#### [Exercise requirements]
1. Based on the Wishard referendum post, decide whether each statement is correct. (a) The standard referendum wording for large capital projects must state the total cost of the project. (b) The Wishard project website shows the artist renderings of the project. (c) The per square foot charge listed for the hospital building and ambulatory clinic is $635.96. Answer yes or no for each, and quote the words from the post that settle it.
2. Print the part of the Wishard referendum post between "Required of all" and "- $635.96 (estimated).", inclusive.
3. In the Wishard referendum post, which two legislators are named most often as the major players in the special law written for Wishard?

#### [Given text]
BEGIN
Monday, October 19, 2009

Wishard Referendum - Role of Legislature and Added Information

I want to take a short detour into the actions of the Legislature, that in the 11th hour of the last night of the 2009 Special Session, gutted the democratic process inherent in a referendum. Representative Bill Crawford and Senator Luke Kenley are the two names that arise most often as the major players in the special law written for Wishard. Whoever the players were, shame on you.

The referendum law for large capital projects requires the following wording:
"Shall ________ (insert the name of the political subdivision) issue bonds or enter into a lease to finance ___________ (insert a brief description of the controlled project), which is estimated to cost not more than _______ (insert the total cost of the project) and is estimated to increase the property tax rate for debt service by ___________ (insert increase in tax rate as determined by the department of local government finance)?".

The midnight insertion for Wishard provides that they can use the following wording:
"Shall the Health and Hospital Corporation of Marion County, Indiana, issue bonds or enter into a lease to finance (insert the description of the project)?".

The additional specifics must be provided in a legal notice that links the project information to the referendum. Of course, few people will see or read the legal notice. It has been provided at HadEnoughIndy previously. Unlike with other referenda, nowhere is the total cost of the project required, just the amount of the bonds that will finance the deal. So, as Matt Gutwein, CEO of the Marion County Health & Hospitals Corp., likes to brag about, there is a savings account with $150 million that H&H has managed to squirrel away. According to the Wishard project website, that $150 million will also be spent on this project and add to the bonded amounts that require disclosure and which were disclosed not to exceed $703 million. That website, by the way does not describe the project at all - no number or uses of the buildings - nothing - not even the artist renderings Gutwein has been hauling around the County. check it out, its just a PR piece.

Required of all referendum questions, is specific details, including per square foot charges, that are to be posted on the State Department of Local Government Finance website. The per square foot charges listed there for the Wishard project are:

Hospital building and ambulatory clinic - $635.96 (estimated).
END
#### [Saved data entries]
BEGIN
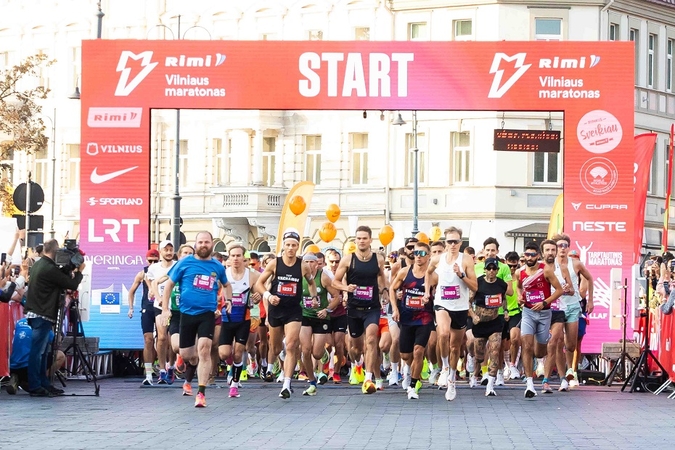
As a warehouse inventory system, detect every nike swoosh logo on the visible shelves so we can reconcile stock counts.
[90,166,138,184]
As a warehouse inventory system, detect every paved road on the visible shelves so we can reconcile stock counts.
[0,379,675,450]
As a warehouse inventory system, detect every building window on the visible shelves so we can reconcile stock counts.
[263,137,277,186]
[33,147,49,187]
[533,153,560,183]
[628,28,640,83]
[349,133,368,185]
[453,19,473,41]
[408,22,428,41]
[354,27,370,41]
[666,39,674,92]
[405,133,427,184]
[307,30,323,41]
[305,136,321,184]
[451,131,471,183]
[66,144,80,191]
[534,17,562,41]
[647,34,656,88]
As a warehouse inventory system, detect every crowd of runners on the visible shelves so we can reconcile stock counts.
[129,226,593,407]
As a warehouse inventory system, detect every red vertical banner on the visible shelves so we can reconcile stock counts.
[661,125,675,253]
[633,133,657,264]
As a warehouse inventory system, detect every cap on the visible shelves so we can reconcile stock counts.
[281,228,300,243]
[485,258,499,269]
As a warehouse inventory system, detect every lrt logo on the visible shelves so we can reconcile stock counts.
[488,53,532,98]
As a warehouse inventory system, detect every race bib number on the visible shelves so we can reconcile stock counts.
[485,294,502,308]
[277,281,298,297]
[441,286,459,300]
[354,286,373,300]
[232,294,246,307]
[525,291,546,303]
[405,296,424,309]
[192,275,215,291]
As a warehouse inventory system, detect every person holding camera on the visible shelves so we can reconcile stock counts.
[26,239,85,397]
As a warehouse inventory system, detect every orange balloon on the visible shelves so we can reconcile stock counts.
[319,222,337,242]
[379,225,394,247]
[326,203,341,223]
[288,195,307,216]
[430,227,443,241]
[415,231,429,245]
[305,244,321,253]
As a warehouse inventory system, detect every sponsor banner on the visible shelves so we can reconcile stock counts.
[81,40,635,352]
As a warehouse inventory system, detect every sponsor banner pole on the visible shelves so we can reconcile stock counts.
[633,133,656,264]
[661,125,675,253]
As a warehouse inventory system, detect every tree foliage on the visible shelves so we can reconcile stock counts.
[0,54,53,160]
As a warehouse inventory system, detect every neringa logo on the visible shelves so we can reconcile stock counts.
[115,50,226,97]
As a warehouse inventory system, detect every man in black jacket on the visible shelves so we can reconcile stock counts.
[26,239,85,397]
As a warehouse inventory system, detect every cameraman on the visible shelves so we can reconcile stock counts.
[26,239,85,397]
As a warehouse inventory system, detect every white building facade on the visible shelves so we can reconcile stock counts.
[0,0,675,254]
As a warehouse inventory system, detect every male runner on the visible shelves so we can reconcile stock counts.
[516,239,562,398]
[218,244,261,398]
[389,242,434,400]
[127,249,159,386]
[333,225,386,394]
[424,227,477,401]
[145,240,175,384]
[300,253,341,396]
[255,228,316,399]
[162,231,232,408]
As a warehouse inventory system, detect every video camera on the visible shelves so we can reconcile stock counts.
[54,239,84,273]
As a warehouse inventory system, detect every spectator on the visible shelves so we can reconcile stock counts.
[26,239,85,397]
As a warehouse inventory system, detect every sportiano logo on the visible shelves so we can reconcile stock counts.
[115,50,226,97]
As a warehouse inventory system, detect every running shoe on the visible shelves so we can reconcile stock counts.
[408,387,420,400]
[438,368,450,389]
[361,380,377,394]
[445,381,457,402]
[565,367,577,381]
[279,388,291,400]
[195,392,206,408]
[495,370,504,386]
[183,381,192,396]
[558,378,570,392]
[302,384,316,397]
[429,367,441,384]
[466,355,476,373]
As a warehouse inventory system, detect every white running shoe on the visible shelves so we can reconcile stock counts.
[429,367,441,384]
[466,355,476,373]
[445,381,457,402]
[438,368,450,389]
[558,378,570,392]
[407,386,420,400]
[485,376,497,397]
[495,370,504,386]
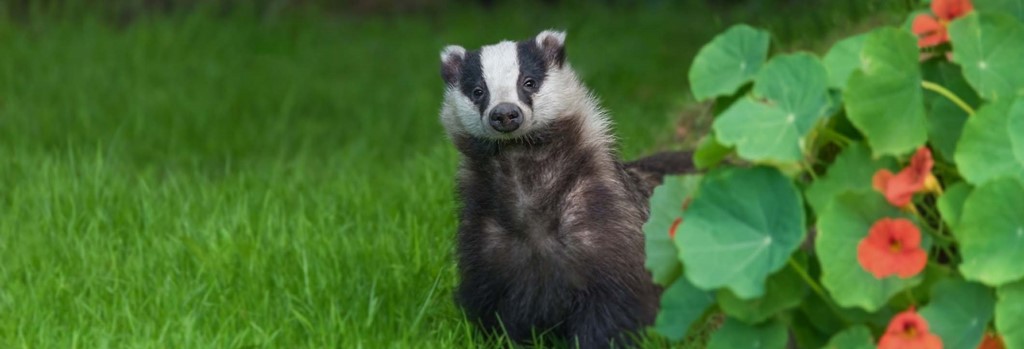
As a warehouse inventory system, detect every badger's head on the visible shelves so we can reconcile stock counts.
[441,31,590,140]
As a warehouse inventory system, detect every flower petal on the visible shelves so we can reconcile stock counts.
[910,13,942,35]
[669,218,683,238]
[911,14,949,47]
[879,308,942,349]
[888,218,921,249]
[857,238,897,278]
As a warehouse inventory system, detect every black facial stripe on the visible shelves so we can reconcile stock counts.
END
#### [Task-by-task results]
1.
(a) Yes: "which is estimated to cost not more than _______ (insert the total cost of the project)"
(b) No: "not even the artist renderings Gutwein has been hauling around the County"
(c) Yes: "Hospital building and ambulatory clinic - $635.96 (estimated)."

2.
Required of all referendum questions, is specific details, including per square foot charges, that are to be posted on the State Department of Local Government Finance website. The per square foot charges listed there for the Wishard project are:

Hospital building and ambulatory clinic - $635.96 (estimated).

3. Representative Bill Crawford and Senator Luke Kenley.